In early 2016 and with the acclaim of Another Love, Victor began writing and directing his second short film ECHO. Unlike Another Love, Perez focused on ECHO as a way of bringing together his abilities as VFX artist to explore new ways of storytelling. The experimental film is about girl who wakes up in the middle of nowhere only to see her reflection in a mirror 10 seconds ahead of her time. When she wakes up again, the nightmare starts over.

To create this never-before-seen mirroring footage, ECHO featured a pioneering motion control technology that was developed at Stiller Studios in Stockholm, Sweden - by Tomas Tjernberg and Tomas Wall - synchronising for the first time two motion control rigs: the massive and pixel-accurate Cyclops® and the fastest and versatile Bolt®, both manufactured by the highly regarded Mark Roberts.

Months of research and development, rehearsals and planning were necessary to accomplish the “Echo Mirroring Effect”. Stiller Studios – owned by Patrik Forsberg – brought a state-of-the-art motion control technology featuring a 3D virtual representation of their real sound stage to allow the filmmakers to design a choreography with the actress to match the virtual world to the real one and vice versa, with visual feedback in real time. This was truly a teamwork effort of narrative visual effects to capture a complex vision in a simple cinematic way.

“I wanted to take this technology at its maximum expression in terms of narrative to tell the story of ECHO, and the team at Stiller Studios accepted the challenge. The result is a whole short film shot entirely in just five long takes, with an actress who is synchronised with the camera movements as a hidden musical choreography. But after all technicalities and technology, I had always one key element in mind: tell a good story in a new way that’s never been seen before. Integrating VFX at the service of storytelling, not the other way around,” said Perez.

Awards and honours 
Perez worked on the visual effects team for Harry Potter and the Deathly Hallows – Part 1, which won a BAFTA award for visual effects in 2012. He was also voted the year’s most valuable contributors in 2012 and 2017 on Nukepedia, and in 2008, he won the Golden Pixel Award at the Maine Media Workshop.

Perez’s directing debut Another Love achieved great acclaim receiving more than 27 nominations and awards at more than 60 films festivals since 2015.

With Echo, his second work as film director, Victor Perez collected 19 statuettes and it made history being the first short film ever to receive a nomination at the VES Awards for its Outstanding Virtual Cinematography, nominated along multimillion films such as Steven Spielberg's Ready Player One or Robert Zemeckis Welcome to Marwen among others blockbusters.

In 2019 Victor Perez received the highest honour from the Italian Academy of Motion Picture being awarded with the David Di Donatello (the Italian equivalent to the Oscar®) for his work as visual effects supervisor on The Invisible Boy: Second Generation.

David Di Donatello (Italian Academy Award)

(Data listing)
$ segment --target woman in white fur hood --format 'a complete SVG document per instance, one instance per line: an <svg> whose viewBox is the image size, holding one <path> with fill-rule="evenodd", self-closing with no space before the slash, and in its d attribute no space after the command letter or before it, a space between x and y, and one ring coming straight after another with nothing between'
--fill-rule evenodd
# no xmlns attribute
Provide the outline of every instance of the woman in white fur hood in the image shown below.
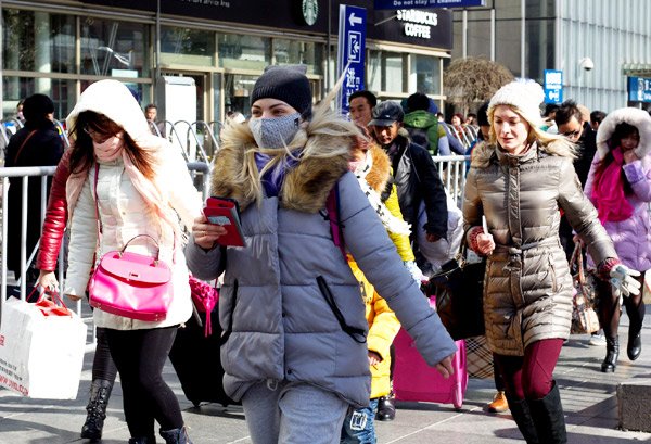
<svg viewBox="0 0 651 444"><path fill-rule="evenodd" d="M597 155L592 161L585 193L599 211L599 219L613 240L624 265L637 270L643 283L651 268L651 117L646 111L623 107L609 114L597 132ZM626 352L636 360L642 351L641 329L644 318L642 295L623 300L608 282L599 282L601 324L607 341L607 355L601 371L613 372L617 365L621 305L629 319Z"/></svg>
<svg viewBox="0 0 651 444"><path fill-rule="evenodd" d="M201 199L180 152L149 134L140 106L119 81L88 87L66 122L73 148L66 183L72 223L64 294L79 300L93 265L139 234L157 242L139 237L129 243L129 251L159 257L169 266L174 296L165 319L138 320L104 307L95 308L93 318L105 329L119 371L129 443L155 442L154 420L167 443L190 443L178 399L162 372L177 328L192 313L179 216L191 225L201 214Z"/></svg>

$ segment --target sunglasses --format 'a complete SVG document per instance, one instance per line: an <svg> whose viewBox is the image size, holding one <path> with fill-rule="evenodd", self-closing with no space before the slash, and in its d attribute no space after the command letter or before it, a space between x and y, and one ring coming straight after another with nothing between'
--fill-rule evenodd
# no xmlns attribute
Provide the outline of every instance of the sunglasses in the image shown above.
<svg viewBox="0 0 651 444"><path fill-rule="evenodd" d="M90 136L90 135L92 135L92 134L94 134L94 132L98 132L98 130L95 130L95 129L92 129L92 128L91 128L90 126L88 126L88 125L85 125L85 126L84 126L84 128L81 128L81 129L84 129L84 132L86 132L86 134L87 134L87 135L89 135L89 136Z"/></svg>
<svg viewBox="0 0 651 444"><path fill-rule="evenodd" d="M563 136L565 136L565 137L578 136L579 132L580 132L580 129L575 129L574 131L571 131L571 132L563 132Z"/></svg>

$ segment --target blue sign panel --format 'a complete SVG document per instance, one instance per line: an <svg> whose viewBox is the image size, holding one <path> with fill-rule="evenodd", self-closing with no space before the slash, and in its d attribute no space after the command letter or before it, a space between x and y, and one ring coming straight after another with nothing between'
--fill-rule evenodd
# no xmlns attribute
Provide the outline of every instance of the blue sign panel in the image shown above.
<svg viewBox="0 0 651 444"><path fill-rule="evenodd" d="M563 102L563 72L545 69L545 103Z"/></svg>
<svg viewBox="0 0 651 444"><path fill-rule="evenodd" d="M375 10L485 7L486 0L375 0Z"/></svg>
<svg viewBox="0 0 651 444"><path fill-rule="evenodd" d="M366 54L366 8L340 5L339 28L339 77L345 76L344 85L337 93L337 106L342 113L349 111L348 98L363 89Z"/></svg>
<svg viewBox="0 0 651 444"><path fill-rule="evenodd" d="M651 102L651 78L628 77L628 100Z"/></svg>

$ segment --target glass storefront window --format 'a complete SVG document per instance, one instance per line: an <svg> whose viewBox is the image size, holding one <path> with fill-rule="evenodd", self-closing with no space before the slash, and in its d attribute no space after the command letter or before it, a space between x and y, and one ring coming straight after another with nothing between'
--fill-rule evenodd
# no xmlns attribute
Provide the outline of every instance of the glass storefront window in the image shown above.
<svg viewBox="0 0 651 444"><path fill-rule="evenodd" d="M251 116L251 93L258 76L244 76L240 74L224 75L224 105L225 113L239 111L244 116Z"/></svg>
<svg viewBox="0 0 651 444"><path fill-rule="evenodd" d="M407 92L406 54L382 50L369 51L367 85L371 91Z"/></svg>
<svg viewBox="0 0 651 444"><path fill-rule="evenodd" d="M161 63L215 66L215 34L208 30L162 26Z"/></svg>
<svg viewBox="0 0 651 444"><path fill-rule="evenodd" d="M424 94L441 94L441 60L430 55L411 55L410 91Z"/></svg>
<svg viewBox="0 0 651 444"><path fill-rule="evenodd" d="M238 69L264 69L271 64L271 39L237 34L220 34L219 66Z"/></svg>
<svg viewBox="0 0 651 444"><path fill-rule="evenodd" d="M63 123L76 103L75 80L2 77L2 115L14 117L16 105L31 94L46 94L54 102L54 118Z"/></svg>
<svg viewBox="0 0 651 444"><path fill-rule="evenodd" d="M2 20L4 69L76 73L73 16L3 9Z"/></svg>
<svg viewBox="0 0 651 444"><path fill-rule="evenodd" d="M307 65L307 74L323 72L323 45L297 40L273 40L273 56L277 65Z"/></svg>
<svg viewBox="0 0 651 444"><path fill-rule="evenodd" d="M94 84L91 80L81 80L79 86L81 88L81 92L86 91L86 88ZM151 85L150 84L137 84L135 81L123 81L123 84L131 90L133 97L137 97L138 103L140 103L140 107L142 109L142 113L144 113L144 107L153 103L152 94L151 94ZM73 103L74 105L75 103ZM71 107L72 111L72 107Z"/></svg>
<svg viewBox="0 0 651 444"><path fill-rule="evenodd" d="M143 24L81 18L80 73L149 77L149 33Z"/></svg>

*Problem requirements*.
Answer these questions from the text about Victor Perez:
(a) In how many long takes was ECHO shot?
(b) Which two motion control rigs were synchronized for ECHO?
(c) Which award did Perez receive in 2019, and for his work on which film?

*Completed exercise*.
(a) Five.
(b) Cyclops® and Bolt®.
(c) The David Di Donatello, for The Invisible Boy: Second Generation.